Could you reproduce all the rows below word for word, omitting the pictures?

Recorded data:
** BEGIN **

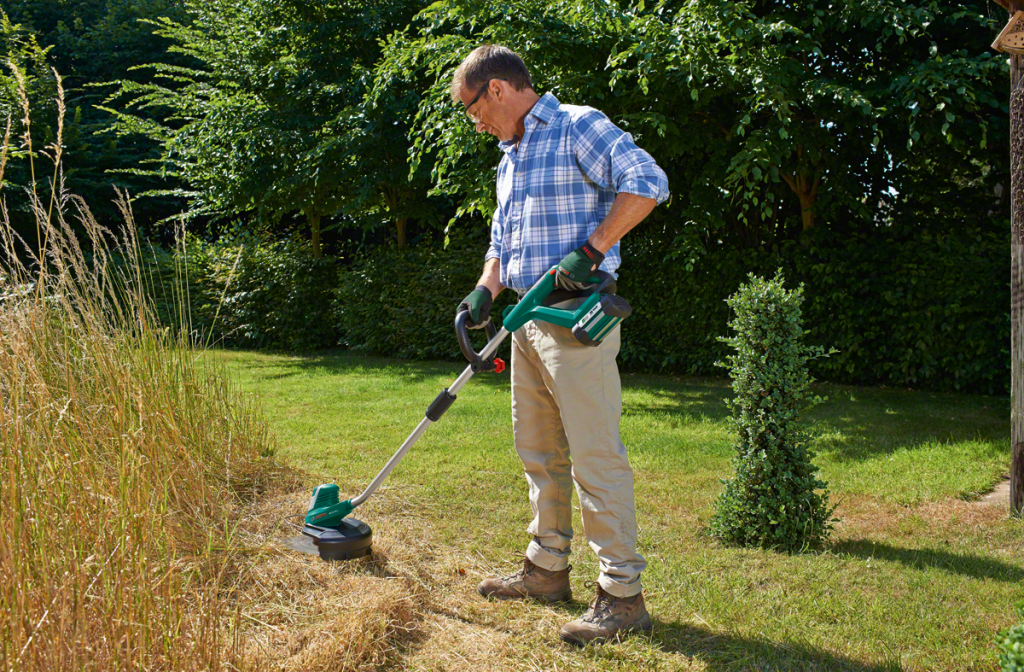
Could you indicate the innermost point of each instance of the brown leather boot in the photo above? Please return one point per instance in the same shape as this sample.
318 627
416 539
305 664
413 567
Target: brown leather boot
530 581
607 618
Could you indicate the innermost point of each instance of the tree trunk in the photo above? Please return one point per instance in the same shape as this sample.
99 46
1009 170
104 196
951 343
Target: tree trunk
807 191
1016 295
401 233
314 224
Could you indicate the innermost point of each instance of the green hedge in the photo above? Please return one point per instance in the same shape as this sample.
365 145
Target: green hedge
903 307
402 303
249 292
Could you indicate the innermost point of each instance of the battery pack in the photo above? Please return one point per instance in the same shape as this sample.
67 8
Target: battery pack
601 319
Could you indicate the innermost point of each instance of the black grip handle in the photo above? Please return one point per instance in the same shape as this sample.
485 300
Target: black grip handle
462 333
605 283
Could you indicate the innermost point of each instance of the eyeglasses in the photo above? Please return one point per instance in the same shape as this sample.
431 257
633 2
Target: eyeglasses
476 118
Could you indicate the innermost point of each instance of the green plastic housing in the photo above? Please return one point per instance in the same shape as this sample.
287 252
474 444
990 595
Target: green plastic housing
325 509
531 306
590 318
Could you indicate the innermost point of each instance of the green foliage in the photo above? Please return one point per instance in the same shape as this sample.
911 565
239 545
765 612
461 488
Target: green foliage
773 501
1011 643
246 292
906 308
269 116
91 41
402 303
777 113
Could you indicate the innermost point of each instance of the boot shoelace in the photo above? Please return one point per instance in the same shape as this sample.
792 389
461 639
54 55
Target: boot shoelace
601 607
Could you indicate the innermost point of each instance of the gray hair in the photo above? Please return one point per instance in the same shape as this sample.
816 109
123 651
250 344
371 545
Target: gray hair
487 63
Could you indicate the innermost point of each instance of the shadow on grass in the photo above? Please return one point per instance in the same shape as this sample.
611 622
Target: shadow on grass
728 652
971 565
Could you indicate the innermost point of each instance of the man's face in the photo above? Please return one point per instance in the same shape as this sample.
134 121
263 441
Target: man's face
485 107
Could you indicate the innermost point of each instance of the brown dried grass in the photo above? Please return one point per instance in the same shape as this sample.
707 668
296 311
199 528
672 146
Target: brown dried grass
124 464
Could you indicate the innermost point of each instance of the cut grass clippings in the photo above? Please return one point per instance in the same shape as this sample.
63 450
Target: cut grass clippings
920 574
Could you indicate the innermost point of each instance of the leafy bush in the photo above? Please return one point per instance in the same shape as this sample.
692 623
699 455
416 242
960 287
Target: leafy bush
248 292
402 302
772 501
1011 643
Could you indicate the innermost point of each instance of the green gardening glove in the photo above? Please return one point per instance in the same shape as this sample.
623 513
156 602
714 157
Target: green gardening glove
478 304
576 268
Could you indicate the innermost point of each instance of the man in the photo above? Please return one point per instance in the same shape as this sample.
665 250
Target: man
569 186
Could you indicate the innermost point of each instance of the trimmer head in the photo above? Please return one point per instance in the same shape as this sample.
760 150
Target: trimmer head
328 533
348 541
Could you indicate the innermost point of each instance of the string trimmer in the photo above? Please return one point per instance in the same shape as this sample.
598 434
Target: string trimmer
334 535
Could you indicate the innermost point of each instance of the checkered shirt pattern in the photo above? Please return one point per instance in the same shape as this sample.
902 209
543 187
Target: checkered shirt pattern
557 187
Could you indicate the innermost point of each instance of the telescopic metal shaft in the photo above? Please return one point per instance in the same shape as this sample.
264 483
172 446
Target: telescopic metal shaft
426 422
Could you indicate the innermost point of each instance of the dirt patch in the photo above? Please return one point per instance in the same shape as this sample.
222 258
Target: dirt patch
999 495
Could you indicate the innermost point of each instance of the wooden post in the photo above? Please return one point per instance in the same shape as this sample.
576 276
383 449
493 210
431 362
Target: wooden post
1016 262
1016 278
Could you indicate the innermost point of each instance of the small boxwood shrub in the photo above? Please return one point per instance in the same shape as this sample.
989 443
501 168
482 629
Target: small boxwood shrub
773 500
1011 643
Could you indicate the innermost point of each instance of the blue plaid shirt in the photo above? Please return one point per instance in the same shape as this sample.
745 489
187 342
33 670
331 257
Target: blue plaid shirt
557 187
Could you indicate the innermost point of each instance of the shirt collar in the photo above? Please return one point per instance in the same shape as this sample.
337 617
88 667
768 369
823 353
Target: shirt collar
544 111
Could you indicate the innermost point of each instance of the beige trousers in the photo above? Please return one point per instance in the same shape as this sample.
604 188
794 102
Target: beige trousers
566 404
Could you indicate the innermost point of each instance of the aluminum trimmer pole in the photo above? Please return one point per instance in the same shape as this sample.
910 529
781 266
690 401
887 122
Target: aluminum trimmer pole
434 413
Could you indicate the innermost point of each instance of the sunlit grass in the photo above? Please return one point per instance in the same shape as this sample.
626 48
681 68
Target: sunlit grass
919 576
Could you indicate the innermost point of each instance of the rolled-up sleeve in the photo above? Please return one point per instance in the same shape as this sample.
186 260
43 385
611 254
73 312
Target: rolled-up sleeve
608 156
497 229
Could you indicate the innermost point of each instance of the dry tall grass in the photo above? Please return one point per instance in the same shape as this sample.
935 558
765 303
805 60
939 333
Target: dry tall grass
123 462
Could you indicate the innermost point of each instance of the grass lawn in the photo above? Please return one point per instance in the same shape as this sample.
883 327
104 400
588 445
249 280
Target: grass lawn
919 576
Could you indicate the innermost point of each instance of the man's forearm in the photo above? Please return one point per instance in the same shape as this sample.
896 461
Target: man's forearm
489 277
627 211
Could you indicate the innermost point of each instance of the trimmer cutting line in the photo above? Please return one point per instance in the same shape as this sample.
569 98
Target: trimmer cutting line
336 537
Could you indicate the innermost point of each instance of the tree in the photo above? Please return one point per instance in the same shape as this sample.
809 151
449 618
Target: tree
88 42
769 117
271 118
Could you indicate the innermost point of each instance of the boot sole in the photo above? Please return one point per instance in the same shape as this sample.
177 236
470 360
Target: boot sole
541 598
643 626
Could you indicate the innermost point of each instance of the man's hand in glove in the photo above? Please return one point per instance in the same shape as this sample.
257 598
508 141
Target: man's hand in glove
478 304
577 267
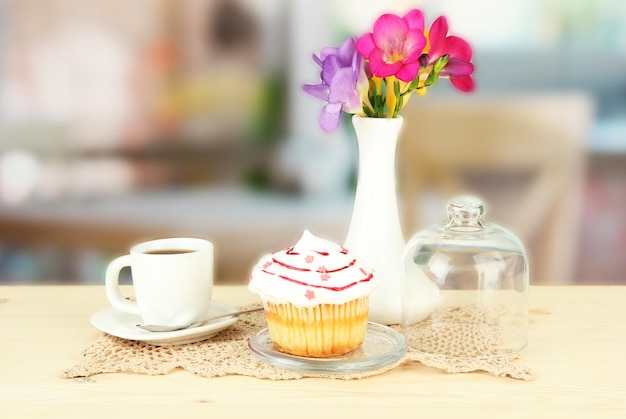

** END **

#### Answer to this exercise
Could you indicate the innermost point of each instance of the brown leather boot in the photo above? Please return one point per instance in the same shape as this sample.
318 627
416 539
305 664
413 567
Target: brown leather boot
530 581
607 618
Could you indicate the innermost point of each instance of the tree trunk in the photo above? Please return one point per instance in the same shape as this sample.
99 46
1009 170
104 196
951 343
Target: tree trunk
807 191
1016 295
401 233
314 224
Could you indicate the innermost point of each instance of the green hedge in the photo above? Please return one point per instance in the same shape as this sample.
365 145
Target: green hedge
903 307
402 303
249 292
Could you indicate the innermost point of each instance of the battery pack in the photo above? Please return one point per instance in the same shape as this sample.
67 8
Target: battery pack
601 319
Could you indicate the innermost point of each instance of the black grip handle in the photo above? Please return one point per instance in the same shape as this sample.
485 300
Target: black grip handle
462 333
605 283
Could you indicate the innermost point of each instance of the eyeglasses in the photo above? Please return one point per instance in the same shape as this sample.
431 257
633 2
Target: eyeglasses
476 118
Could you indicate the innermost point of each instance of the green plastic housing in the photo above? Please return one point per instance in the same shape as this sample.
287 252
474 444
990 595
Target: green plastic housing
325 509
531 306
590 318
Could you indicate the innermost point of each instance of the green foliage in the photo above? Please return one point per instance in the same shape as this sample.
911 565
239 545
765 612
461 488
Target: green foliage
773 501
1011 643
246 292
906 308
269 116
91 41
402 303
777 113
Could you indicate the innermost point of each instance of the boot shoelace in the photo above? Please return one point per instance in the same shape as this sample.
792 389
461 639
54 55
Target: boot shoelace
601 607
Could you indicate the innermost point of each instance of the gray hair in the photo above? Please return one point per instance in the same shape as this sample.
816 109
123 651
250 344
371 545
Target: gray hair
487 63
Could you indicate the innermost point of each instance of the shadow on grass in the photo above? Please return one point per instance in the same shape as this sample.
611 622
Target: shadow on grass
728 652
971 565
Could you indicate the innermost point of each instance of the man's face in the photo above? Please return one point per instance in the same shape as this sample.
134 121
263 441
Target: man's face
485 107
Could you indicate the innermost point of each instance of the brown dried grass in the photo above? Please return one point per instance in the same shape as this sample.
707 668
296 311
199 528
672 146
Target: brown dried grass
124 464
Could you indicate the innermost point of each instance of the cut grass clippings in the photo above? Please return one point per instance in the same shape as this sample.
63 450
Target: cut grass clippings
920 574
Could you indicate the innermost point of each instance of the leafy bush in the photo above? Please return one point per instance in the same shape as this sample.
692 623
699 455
416 242
960 287
Target: leafy bush
248 292
402 302
772 501
1011 643
Could you indicate the innermost point of each instance of the green gardening glove in the photo above? Please return one point per instance in the same shape as this sample.
623 513
156 602
714 157
Target: green gardening glove
478 304
576 268
Could you indicate the innermost point of each instance of the man in the photo above? Please return one point per instance in the same shape as this sample.
665 250
Target: man
569 186
Could you indicate the innermost point of each instance of the trimmer head in the photo above? Please return one point per instance in the same shape as this sample.
760 150
Target: trimmer head
328 533
348 541
Could you indicate the innermost point of each instance of the string trimmer in the photo above? Please return one point per instance in the same shape as this sample.
598 434
Target: string trimmer
334 535
Could you indicate the innermost point of each instance of the checkered shirt pattern in the photo above? Please return one point per instance in the same shape as this sample.
902 209
543 187
Target: checkered shirt pattern
557 187
Could you indicate the innermost point of each instance of the telescopic metal shaft in the photo above? Please return one point per instance in the same shape as this sample.
264 483
172 446
Target: telescopic metal shaft
426 422
Could you indicate the innermost point of each instance of the dirt patch in the photo above? Please return one point per instance in the same shape as this sample.
222 258
Target: dirt patch
999 495
Could you indicate the innermost point of each instance of the wooden post in the photo above? Please return one point per instance in the same shape as this sample.
576 276
383 449
493 210
431 362
Target: wooden post
1016 262
1016 278
Could you indicate the innermost point of each instance of the small boxwood shrub in the photo above? Please return one point per instance in the same shape as this sample.
989 443
501 168
482 629
Target: small boxwood shrub
773 500
1011 643
Could you indicate the innermost point of each instance of the blue plaid shirt in the photo above? Please return one point per instance in the same shape as this sample.
745 489
187 342
33 670
331 257
Target: blue plaid shirt
557 187
Could you indicate the innermost point of each instance of the shirt collar in the photo above? Please return one point per instance in the same shape as this sample.
337 617
88 667
768 369
823 353
Target: shirt collar
544 111
Could you indicate the innermost point of each instance of the beige trousers in the photo above? Please return one point per instance in the same shape as this sample.
604 188
794 102
Target: beige trousers
566 404
Could you indicate the innermost point of each instance of the aluminum trimmer pole in the photo above? Please return one point per instance in the same shape as this sample.
910 529
781 266
690 401
887 122
Target: aluminum trimmer pole
434 413
Could you indicate the innermost point of each instance of the sunlit grass in the photo above? Please return one point per instance in the same shape as this sample.
626 48
681 68
Target: sunlit grass
919 576
Could you indicate the innermost point of each instance of the rolled-up sleeve in the photo above? Please return one point per instance in the same shape as this sample.
186 260
43 385
611 254
73 312
Target: rolled-up sleeve
608 156
497 229
Could you indicate the innermost point of each instance of the dry tall grass in the photo above? Please return one point per instance in the same shape as this sample.
935 558
765 303
805 60
939 333
Target: dry tall grass
123 462
Could you indicate the innermost point of each instance of the grass lawn in the photo above? Please return one point per instance in the same shape as this sample.
883 327
104 400
588 445
249 280
Target: grass lawn
919 576
Could you indicate the innermost point of each instance of the man's forearm in the photo above? Please return one point per instance in the same shape as this sample.
896 461
Target: man's forearm
489 277
627 211
Could you indicate the innermost point of each instance of the trimmer cutting line in the photo above? Please return one point per instance in the same shape as this sample.
569 98
Target: trimmer cutting line
336 537
Could you indicate the innermost point of each instance of the tree in the photo above? Please return one point per instance in the same shape as this sample.
809 151
449 618
Target: tree
88 42
769 117
271 118
Could you indicate the innermost point of each instance of the boot sole in the photo above? Please return one point per instance in the same shape as this sample.
177 236
470 360
Target: boot sole
541 598
643 626
Could you indicate the innermost point of each instance of the man's hand in glove in the photo above? Please return one point per instance in the same shape as this sample.
257 598
508 141
Target: man's hand in glove
478 304
577 267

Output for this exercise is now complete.